__Text extract__.
# Best VPN port/package for Samba sharing



## Johnny2Bad (Sep 13, 2013)

Hi folks,

I wish to share my *S*amba shares across a VPN to a remote *W*indow*s* 7 machine. What would you guys recommend for being the best port for doing so?

I do not require internet access to pass through the FreeBSD machine, only Samba communication is required. In other words I only want communication between the *W*indows 7 machine and the FreeBSD machine when Samba is required. The M$ windowz MS Windows 7 machine is to use the Internet through its own modem. Sorry I've forgotten the technical term for such a configuration.

Thanking you in advance,
Jonathan.


----------



## junovitch@ (Sep 14, 2013)

I've done this with OpenVPN (security/openvpn).  With the configuration you want, you just won't need to use any push routes or redirect statements in your OpenVPN server configuration since you only have to reach one host on the distant end.  The only caveat is it needs to run as an admin on the Windows machine since it needs to be able to create the tunnel device.  Getting the hang of generating PKI keys the first time around also takes some time to get the hang of.

Take a look at the how to information http://openvpn.net/index.php/open-source.html.   If you can't make sense of it just ask.


----------



## kpa (Sep 14, 2013)

If it's necessary to "see" the shares in Windows' file browser you'll have to use a bridged VPN setup where the client gets handed an IP address from the LAN IP pool instead of a separate VPN IP pool. It is doable with security/openvpn.


----------



## Johnny2Bad (Sep 14, 2013)

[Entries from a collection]
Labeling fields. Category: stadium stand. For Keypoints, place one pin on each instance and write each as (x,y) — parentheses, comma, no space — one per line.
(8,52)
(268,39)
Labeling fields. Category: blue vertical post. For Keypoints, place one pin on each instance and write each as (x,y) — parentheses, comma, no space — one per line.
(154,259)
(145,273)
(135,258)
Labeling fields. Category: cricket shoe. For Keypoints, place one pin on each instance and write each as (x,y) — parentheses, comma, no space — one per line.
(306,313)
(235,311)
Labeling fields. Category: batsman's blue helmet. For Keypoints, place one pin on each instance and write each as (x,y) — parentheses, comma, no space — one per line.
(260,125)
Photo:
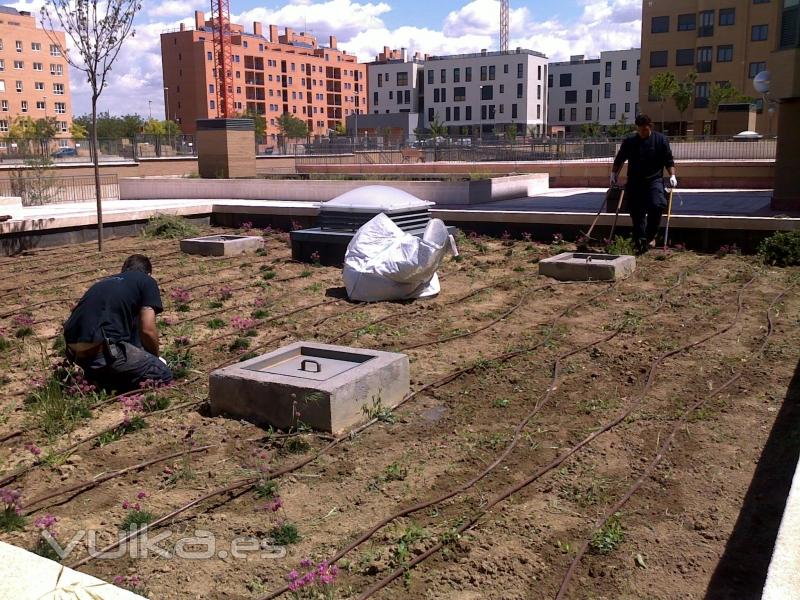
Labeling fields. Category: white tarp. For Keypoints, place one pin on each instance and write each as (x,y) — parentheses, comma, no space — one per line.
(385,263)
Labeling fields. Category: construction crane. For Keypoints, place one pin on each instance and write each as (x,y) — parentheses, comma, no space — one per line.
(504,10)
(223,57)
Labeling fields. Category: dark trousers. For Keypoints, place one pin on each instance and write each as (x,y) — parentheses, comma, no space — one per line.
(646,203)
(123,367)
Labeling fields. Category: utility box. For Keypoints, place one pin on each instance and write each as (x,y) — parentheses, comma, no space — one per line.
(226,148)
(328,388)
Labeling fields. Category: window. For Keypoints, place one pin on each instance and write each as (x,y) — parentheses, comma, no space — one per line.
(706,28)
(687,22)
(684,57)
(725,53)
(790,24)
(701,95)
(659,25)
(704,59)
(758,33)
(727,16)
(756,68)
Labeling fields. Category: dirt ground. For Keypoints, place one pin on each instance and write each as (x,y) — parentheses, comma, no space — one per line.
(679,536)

__What the task asks__. Print the forum thread between "Thanking you in" and "the hang of.", inclusive. Work only from the forum thread.

__Complete answer__.
Thanking you in advance,
Jonathan.


----------



## junovitch@ (Sep 14, 2013)

I've done this with OpenVPN (security/openvpn).  With the configuration you want, you just won't need to use any push routes or redirect statements in your OpenVPN server configuration since you only have to reach one host on the distant end.  The only caveat is it needs to run as an admin on the Windows machine since it needs to be able to create the tunnel device.  Getting the hang of generating PKI keys the first time around also takes some time to get the hang of.